- _Short exercise_: Reproduce the lines of the records below exactly, starting at the line containing "Category: nightstand drawer." and continuing through the end of the records, with both ends included.

[Object-pointing dataset rows]
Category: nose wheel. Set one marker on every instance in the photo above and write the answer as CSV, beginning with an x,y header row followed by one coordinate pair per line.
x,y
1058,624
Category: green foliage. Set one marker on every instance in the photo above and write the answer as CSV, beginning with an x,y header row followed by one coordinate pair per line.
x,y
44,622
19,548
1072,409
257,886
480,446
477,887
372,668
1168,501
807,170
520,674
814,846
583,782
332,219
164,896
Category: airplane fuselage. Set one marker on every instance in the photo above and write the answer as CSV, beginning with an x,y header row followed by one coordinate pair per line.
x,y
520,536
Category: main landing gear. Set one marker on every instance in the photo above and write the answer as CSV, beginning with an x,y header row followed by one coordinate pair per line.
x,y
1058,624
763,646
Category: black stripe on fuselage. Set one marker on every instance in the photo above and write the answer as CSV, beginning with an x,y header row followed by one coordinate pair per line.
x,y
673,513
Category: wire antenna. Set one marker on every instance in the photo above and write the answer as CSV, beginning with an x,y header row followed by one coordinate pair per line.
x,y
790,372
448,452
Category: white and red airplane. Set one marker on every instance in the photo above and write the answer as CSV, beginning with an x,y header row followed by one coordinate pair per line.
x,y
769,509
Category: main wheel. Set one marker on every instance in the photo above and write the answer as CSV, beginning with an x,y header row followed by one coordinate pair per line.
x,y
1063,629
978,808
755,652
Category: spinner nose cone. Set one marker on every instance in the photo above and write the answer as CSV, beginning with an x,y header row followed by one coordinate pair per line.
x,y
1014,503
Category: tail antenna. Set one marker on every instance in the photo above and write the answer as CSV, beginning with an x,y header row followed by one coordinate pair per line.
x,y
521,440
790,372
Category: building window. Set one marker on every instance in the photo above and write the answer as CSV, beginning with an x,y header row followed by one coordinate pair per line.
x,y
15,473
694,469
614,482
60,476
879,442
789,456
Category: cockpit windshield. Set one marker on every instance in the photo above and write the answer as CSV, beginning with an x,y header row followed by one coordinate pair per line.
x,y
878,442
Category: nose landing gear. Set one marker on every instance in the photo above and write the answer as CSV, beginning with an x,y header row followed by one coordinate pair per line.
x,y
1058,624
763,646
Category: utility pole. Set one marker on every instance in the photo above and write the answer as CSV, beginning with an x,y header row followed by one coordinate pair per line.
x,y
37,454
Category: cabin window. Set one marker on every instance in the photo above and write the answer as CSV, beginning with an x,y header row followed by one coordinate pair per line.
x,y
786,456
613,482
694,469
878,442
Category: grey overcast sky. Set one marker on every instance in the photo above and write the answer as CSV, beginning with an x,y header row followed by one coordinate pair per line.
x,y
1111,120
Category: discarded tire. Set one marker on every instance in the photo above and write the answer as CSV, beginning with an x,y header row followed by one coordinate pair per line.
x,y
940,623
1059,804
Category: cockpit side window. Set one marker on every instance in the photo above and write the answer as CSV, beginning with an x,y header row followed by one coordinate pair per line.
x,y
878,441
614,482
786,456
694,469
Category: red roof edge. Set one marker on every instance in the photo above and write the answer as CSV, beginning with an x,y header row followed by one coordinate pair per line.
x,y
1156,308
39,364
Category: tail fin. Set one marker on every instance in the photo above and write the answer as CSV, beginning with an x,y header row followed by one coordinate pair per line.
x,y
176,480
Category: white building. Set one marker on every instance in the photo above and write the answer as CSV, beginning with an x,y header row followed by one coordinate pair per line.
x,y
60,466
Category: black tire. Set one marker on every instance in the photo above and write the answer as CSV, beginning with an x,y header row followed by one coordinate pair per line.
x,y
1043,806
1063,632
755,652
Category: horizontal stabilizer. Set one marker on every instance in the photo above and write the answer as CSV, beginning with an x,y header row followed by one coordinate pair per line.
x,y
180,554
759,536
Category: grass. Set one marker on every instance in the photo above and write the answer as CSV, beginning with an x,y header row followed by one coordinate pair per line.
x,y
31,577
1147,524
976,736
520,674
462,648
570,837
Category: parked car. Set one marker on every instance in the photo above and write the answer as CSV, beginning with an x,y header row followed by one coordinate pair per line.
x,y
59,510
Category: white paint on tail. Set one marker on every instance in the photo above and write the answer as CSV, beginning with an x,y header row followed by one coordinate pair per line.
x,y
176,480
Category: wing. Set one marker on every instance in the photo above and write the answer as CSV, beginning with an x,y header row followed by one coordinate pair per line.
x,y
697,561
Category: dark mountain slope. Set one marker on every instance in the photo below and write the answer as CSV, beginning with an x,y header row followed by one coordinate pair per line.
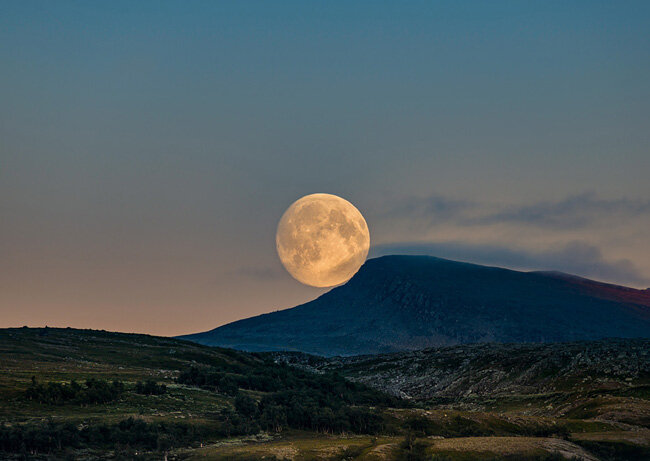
x,y
397,303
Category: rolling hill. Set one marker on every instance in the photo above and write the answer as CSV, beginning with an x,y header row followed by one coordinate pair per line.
x,y
401,303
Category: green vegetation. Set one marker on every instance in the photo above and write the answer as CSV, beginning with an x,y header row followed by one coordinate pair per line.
x,y
95,391
99,395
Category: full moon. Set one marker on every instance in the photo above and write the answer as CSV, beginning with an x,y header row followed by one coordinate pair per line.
x,y
322,240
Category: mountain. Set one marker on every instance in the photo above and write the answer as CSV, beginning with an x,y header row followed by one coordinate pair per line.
x,y
493,370
400,303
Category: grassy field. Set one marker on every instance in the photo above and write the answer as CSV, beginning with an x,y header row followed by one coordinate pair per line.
x,y
608,425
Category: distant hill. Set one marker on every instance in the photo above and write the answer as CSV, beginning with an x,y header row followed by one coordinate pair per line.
x,y
496,370
401,303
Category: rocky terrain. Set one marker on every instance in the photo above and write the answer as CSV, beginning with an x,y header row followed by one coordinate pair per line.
x,y
494,370
93,395
401,303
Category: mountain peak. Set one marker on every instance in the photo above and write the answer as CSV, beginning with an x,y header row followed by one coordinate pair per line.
x,y
399,302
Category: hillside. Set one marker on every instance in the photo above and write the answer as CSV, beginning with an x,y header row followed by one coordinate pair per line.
x,y
83,394
493,370
399,303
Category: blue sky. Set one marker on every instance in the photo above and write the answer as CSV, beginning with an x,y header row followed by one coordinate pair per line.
x,y
148,149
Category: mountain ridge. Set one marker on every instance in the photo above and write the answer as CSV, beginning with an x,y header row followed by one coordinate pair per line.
x,y
400,303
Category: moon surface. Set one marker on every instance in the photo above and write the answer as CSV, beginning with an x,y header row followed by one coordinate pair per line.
x,y
322,240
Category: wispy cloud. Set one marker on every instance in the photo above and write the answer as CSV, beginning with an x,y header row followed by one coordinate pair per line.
x,y
574,258
572,212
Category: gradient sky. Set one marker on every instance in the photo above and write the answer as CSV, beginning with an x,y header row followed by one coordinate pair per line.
x,y
148,149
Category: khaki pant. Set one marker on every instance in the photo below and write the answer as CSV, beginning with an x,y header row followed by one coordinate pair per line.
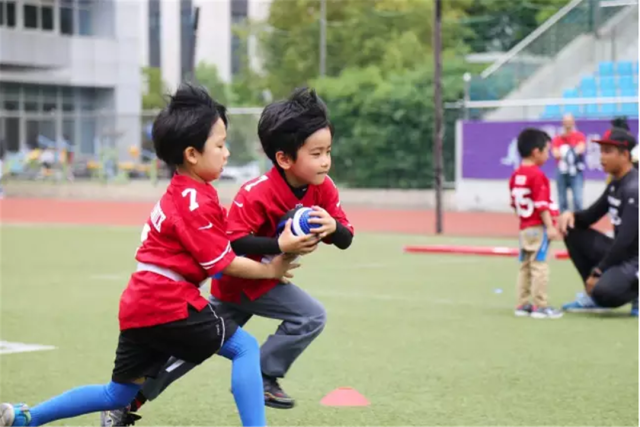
x,y
534,270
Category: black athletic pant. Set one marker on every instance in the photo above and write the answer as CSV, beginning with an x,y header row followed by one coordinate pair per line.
x,y
618,284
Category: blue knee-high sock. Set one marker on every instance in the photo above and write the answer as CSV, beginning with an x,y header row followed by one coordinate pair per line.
x,y
246,377
83,400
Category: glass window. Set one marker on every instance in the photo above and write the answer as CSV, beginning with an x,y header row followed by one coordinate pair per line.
x,y
68,133
47,18
87,135
11,14
30,16
85,27
66,20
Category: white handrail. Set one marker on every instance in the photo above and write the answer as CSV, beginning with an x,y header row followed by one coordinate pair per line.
x,y
544,101
617,3
530,38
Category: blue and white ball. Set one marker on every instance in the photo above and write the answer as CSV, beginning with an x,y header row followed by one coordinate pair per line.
x,y
300,224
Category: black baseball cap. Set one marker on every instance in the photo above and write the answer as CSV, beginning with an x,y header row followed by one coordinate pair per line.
x,y
620,138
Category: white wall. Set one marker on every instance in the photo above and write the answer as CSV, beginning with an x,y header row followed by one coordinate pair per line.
x,y
214,35
170,42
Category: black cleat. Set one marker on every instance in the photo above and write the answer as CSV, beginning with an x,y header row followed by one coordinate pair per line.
x,y
274,396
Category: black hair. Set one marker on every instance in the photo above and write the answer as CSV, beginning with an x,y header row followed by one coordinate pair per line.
x,y
530,139
285,125
620,122
185,122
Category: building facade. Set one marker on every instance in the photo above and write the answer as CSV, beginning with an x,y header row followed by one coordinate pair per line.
x,y
167,33
70,74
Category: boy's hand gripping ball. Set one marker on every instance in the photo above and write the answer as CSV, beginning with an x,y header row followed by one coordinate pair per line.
x,y
300,224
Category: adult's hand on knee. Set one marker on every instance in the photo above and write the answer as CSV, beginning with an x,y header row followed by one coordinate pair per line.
x,y
566,222
591,283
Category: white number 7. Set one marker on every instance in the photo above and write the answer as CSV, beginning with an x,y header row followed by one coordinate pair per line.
x,y
193,205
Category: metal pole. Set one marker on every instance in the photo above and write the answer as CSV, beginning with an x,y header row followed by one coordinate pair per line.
x,y
467,95
323,38
196,19
438,112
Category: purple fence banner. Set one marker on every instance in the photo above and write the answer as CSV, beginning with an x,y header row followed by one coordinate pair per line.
x,y
489,149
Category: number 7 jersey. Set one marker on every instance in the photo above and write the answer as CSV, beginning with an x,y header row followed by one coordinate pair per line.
x,y
183,242
530,192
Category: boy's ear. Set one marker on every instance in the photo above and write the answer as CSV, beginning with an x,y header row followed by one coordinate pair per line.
x,y
284,161
190,155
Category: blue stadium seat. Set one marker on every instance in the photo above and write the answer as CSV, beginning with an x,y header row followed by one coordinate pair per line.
x,y
551,112
576,110
605,68
629,91
591,110
608,93
626,82
629,109
624,68
608,109
588,83
570,93
607,83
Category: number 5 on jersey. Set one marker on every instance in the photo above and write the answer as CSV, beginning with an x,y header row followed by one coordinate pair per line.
x,y
522,201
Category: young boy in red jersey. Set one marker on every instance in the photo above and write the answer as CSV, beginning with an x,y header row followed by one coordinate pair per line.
x,y
161,311
296,135
531,198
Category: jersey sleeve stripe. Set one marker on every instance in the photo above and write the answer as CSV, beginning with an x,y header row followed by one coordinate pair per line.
x,y
207,265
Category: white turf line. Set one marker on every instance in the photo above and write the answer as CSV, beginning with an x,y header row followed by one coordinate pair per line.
x,y
7,347
58,225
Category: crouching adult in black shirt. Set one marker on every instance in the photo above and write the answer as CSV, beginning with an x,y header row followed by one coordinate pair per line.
x,y
609,267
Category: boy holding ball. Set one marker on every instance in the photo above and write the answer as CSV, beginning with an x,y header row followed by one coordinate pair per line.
x,y
296,135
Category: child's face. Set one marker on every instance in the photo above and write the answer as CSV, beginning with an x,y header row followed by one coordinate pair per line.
x,y
208,165
314,159
540,157
612,159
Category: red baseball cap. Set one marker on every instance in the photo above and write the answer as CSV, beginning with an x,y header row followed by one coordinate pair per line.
x,y
620,138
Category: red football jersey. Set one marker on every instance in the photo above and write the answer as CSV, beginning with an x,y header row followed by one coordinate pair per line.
x,y
531,195
257,209
185,239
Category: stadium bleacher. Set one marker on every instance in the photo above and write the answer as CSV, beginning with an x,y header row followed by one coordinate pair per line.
x,y
610,80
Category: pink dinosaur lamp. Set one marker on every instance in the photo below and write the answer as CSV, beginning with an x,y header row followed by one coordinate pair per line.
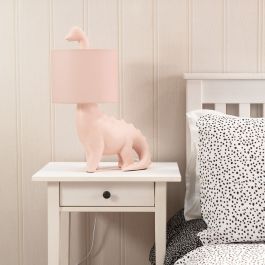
x,y
88,76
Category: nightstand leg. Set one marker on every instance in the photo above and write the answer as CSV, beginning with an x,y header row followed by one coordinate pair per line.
x,y
160,221
64,238
53,223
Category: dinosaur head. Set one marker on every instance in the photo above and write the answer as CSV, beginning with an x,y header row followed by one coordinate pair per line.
x,y
75,34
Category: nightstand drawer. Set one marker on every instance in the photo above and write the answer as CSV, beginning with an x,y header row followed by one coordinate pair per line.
x,y
106,194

- _Solution to this exercise_:
Category: nightstand drawer. Set one marker on every instance in the photo above and write the answer as CSV, beginning with an x,y header row followed by one coordinate pair per line.
x,y
106,194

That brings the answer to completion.